• Object point labels
────────────────
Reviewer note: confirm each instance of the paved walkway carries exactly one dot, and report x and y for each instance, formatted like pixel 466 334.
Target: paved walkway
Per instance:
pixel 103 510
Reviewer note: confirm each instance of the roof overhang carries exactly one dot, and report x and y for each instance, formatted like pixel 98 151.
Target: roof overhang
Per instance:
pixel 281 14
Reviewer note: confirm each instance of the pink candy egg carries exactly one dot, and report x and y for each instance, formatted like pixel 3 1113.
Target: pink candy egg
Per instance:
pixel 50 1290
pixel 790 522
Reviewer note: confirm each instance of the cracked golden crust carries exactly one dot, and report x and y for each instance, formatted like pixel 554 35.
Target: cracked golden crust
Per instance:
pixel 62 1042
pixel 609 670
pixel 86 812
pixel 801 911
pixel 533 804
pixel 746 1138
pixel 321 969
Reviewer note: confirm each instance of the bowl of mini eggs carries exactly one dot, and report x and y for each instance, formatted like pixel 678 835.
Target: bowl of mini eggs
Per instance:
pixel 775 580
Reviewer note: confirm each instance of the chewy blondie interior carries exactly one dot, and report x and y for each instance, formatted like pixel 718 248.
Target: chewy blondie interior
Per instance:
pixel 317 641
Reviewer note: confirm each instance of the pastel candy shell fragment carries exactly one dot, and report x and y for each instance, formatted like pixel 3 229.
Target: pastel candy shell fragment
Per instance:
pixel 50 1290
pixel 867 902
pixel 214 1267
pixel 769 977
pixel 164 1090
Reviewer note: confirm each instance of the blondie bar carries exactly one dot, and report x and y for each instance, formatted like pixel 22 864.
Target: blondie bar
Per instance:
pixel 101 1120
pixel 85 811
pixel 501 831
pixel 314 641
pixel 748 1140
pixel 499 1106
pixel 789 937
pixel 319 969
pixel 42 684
────────────────
• Work required
From the records above, extract every line exactly as it stands.

• Response to the exercise
Reviewer note: confirm each instance of the paved walkway carries exactly one dot, and report x and y for each instance, formatted like pixel 466 334.
Target: paved walkway
Per instance:
pixel 103 510
Reviewer note: confirm each instance of the roof overhang carries exactly one dot, and report x and y for each instance, formatted like pixel 98 151.
Target: roof overhang
Per instance:
pixel 281 14
Reviewer note: confirm each instance of the pink candy egg carries exactly one dot, and report x and y for each instance, formatted like pixel 3 1113.
Target: pink candy egg
Per instance:
pixel 50 1290
pixel 790 522
Reviewer note: confirm each instance of the cracked golden crust carries exactly one dot, and report x and y for each instance, formatted like pixel 554 35.
Target: cracked golden crust
Per instance:
pixel 62 1042
pixel 609 670
pixel 86 812
pixel 801 911
pixel 533 804
pixel 746 1138
pixel 321 969
Reviewer note: confirm each instance of the bowl of mini eggs carries exactly one dot, and report x and y for each instance, formatted like pixel 678 835.
Target: bowl of mini eggs
Per instance:
pixel 775 580
Reviewer note: confirm each instance of the chewy blondie interior carries exactly one dot, and report x and y for each instance, formatted like pixel 718 248.
Target: chewy blondie interior
Per instance:
pixel 317 641
Reviewer note: confirm each instance of the pastel candy shell fragment carries exactly one dot, and report x and y for each instance, formatted like pixel 3 229.
Target: pastel candy shell fragment
Per instance:
pixel 50 1290
pixel 867 902
pixel 214 1267
pixel 769 977
pixel 164 1090
Reviewer note: confirm each instance of the blondie bar carries exactly one dot, and report x and y for each instance, formatted like pixel 22 864.
Target: blondie bar
Per instance:
pixel 101 1120
pixel 85 811
pixel 501 831
pixel 314 641
pixel 748 1140
pixel 499 1106
pixel 789 937
pixel 319 969
pixel 42 684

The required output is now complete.